Text segment:
-- Begin --

[R] Data cleaning & Data preparation, what do R users want?

Robert Wilkins iwritecode2 at gmail.com
Wed Nov 29 18:08:24 CET 2017


Christopher,

OK, well what about a range of functions in an R package that
automatically, with very little syntax, pulls in data from a variety of
formats (CSV, SQLite, and so on) and converts them to an R data frame. You
seem to be pointing to something like that.
Something like that, in some form or another, probably already exists,
though it might be either imperfect (not as user-friendly as possible) or
not well publicised, or both.
Or another tangent: your co-workers are not going to stop using Excel,
whether you like it or not, and many end-users are stuck in the exact same
position as you (co-workers who deliver the data in Excel). I will guess
that data stored in Excel tends to be dirty in somewhat predictable ways.

-- End --

Exercise requirements:
1. According to the mailing-list message, which two data formats are named as examples?
2. Copy out the mailing-list message word for word, beginning at the words "Something like that, in" and stopping after "somewhat predictable ways.".

Recorded data:
-- Begin --

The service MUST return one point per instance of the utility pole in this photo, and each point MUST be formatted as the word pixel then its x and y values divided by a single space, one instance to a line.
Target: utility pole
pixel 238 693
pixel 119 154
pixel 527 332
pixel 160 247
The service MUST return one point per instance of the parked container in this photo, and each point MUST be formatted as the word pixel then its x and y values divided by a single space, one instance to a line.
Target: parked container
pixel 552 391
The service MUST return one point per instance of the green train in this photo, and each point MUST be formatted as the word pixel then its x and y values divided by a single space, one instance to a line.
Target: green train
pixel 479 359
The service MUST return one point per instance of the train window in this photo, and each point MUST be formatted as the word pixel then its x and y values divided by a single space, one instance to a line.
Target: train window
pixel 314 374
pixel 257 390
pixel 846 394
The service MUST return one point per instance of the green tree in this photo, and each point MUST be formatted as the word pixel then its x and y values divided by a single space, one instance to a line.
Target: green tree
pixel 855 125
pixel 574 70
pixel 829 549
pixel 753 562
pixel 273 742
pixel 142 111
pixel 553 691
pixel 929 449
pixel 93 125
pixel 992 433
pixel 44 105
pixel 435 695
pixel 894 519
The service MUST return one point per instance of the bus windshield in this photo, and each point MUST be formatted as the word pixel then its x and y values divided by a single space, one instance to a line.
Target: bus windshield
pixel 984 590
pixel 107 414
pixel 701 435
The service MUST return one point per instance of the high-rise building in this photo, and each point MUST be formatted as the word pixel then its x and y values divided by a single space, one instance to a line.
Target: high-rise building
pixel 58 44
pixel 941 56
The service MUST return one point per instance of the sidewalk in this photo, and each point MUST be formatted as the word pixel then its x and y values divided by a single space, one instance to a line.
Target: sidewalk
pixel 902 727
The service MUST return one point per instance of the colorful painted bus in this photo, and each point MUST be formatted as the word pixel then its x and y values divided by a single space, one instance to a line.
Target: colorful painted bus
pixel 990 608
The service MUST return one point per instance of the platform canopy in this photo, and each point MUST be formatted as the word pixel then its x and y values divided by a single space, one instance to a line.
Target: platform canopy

-- End --

Solutions:
1. CSV and SQLite

2.
Something like that, in some form or another, probably already exists,
though it might be either imperfect (not as user-friendly as possible) or
not well publicised, or both.
Or another tangent: your co-workers are not going to stop using Excel,
whether you like it or not, and many end-users are stuck in the exact same
position as you (co-workers who deliver the data in Excel). I will guess
that data stored in Excel tends to be dirty in somewhat predictable ways.